**Problem to work on**. The records below need retyping in full; give them again exactly.

**Stored data**.
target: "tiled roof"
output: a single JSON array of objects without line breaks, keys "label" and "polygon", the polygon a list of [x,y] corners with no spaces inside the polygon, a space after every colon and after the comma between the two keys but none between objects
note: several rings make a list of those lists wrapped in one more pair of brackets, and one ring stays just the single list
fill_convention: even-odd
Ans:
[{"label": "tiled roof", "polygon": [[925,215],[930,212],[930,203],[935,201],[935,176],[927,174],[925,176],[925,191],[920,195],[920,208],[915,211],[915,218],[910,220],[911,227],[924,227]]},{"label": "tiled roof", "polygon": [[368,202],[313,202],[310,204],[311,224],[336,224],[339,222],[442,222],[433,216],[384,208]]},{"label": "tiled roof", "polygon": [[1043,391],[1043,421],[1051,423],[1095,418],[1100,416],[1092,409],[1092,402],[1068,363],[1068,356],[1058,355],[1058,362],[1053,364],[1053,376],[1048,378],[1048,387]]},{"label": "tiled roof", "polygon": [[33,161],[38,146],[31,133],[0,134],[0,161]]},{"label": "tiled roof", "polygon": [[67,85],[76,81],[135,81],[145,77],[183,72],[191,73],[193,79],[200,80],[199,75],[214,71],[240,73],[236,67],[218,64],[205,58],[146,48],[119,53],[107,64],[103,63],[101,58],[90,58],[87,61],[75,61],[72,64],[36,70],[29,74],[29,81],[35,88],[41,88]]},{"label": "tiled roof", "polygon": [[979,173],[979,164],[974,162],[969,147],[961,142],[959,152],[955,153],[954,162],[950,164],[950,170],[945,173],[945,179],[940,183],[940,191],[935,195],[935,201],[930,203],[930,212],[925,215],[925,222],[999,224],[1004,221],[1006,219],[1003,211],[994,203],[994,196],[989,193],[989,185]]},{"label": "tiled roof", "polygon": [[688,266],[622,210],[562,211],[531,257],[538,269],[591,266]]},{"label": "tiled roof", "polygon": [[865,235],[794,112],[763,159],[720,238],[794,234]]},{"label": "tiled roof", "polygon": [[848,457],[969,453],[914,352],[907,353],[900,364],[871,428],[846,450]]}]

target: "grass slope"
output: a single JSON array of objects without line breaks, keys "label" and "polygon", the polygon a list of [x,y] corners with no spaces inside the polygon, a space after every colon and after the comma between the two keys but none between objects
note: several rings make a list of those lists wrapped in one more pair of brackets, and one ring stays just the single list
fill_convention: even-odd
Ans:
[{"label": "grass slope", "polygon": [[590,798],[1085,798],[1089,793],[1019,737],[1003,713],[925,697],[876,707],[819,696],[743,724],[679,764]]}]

**Response to the task**.
target: "tiled roof"
output: a single JSON array of objects without line breaks, keys "label" and "polygon", the polygon a list of [x,y] corners with no spaces inside the polygon, a space after every colon and after the comma between the two keys but none between objects
note: several rings make a list of those lists wrapped in one more pair of brackets, and one ring stays just the single list
fill_convention: even-odd
Ans:
[{"label": "tiled roof", "polygon": [[925,215],[930,212],[930,203],[935,201],[935,176],[927,174],[925,176],[925,191],[920,195],[920,208],[915,211],[915,218],[910,220],[911,227],[924,227]]},{"label": "tiled roof", "polygon": [[368,202],[313,202],[310,204],[311,224],[336,224],[339,222],[442,222],[433,216],[384,208]]},{"label": "tiled roof", "polygon": [[1043,391],[1043,421],[1051,423],[1095,418],[1100,416],[1092,409],[1092,402],[1068,363],[1068,356],[1058,355],[1058,362],[1053,364],[1053,376],[1048,378],[1048,387]]},{"label": "tiled roof", "polygon": [[33,161],[38,146],[31,133],[0,134],[0,161]]},{"label": "tiled roof", "polygon": [[67,85],[76,81],[135,81],[145,77],[183,72],[191,73],[193,79],[200,80],[199,75],[214,71],[240,73],[236,67],[218,64],[205,58],[146,48],[119,53],[107,64],[103,63],[101,58],[90,58],[87,61],[75,61],[72,64],[36,70],[29,74],[29,81],[35,88],[41,88]]},{"label": "tiled roof", "polygon": [[979,173],[979,164],[974,162],[969,147],[961,142],[959,152],[955,153],[954,162],[950,164],[950,170],[945,173],[945,179],[940,183],[940,191],[935,195],[935,201],[930,203],[930,212],[925,215],[925,222],[999,224],[1004,221],[1006,219],[1003,211],[994,203],[994,196],[989,193],[989,185]]},{"label": "tiled roof", "polygon": [[688,266],[622,210],[562,211],[531,257],[538,269],[591,266]]},{"label": "tiled roof", "polygon": [[865,235],[794,112],[763,159],[720,238],[794,234]]},{"label": "tiled roof", "polygon": [[848,457],[969,453],[914,352],[907,353],[900,364],[871,428],[846,450]]}]

target: "grass slope"
output: a single JSON array of objects without line breaks, keys "label" and "polygon", the polygon a list of [x,y] corners with no spaces inside the polygon, a space after every colon and after the comma between the two keys but none between objects
note: several rings make a list of those lists wrapped in one more pair of brackets, and one ring stays just the single list
fill_convention: even-odd
Ans:
[{"label": "grass slope", "polygon": [[590,798],[1085,798],[1089,793],[1019,737],[1003,713],[925,697],[876,707],[819,696],[743,724],[679,764]]}]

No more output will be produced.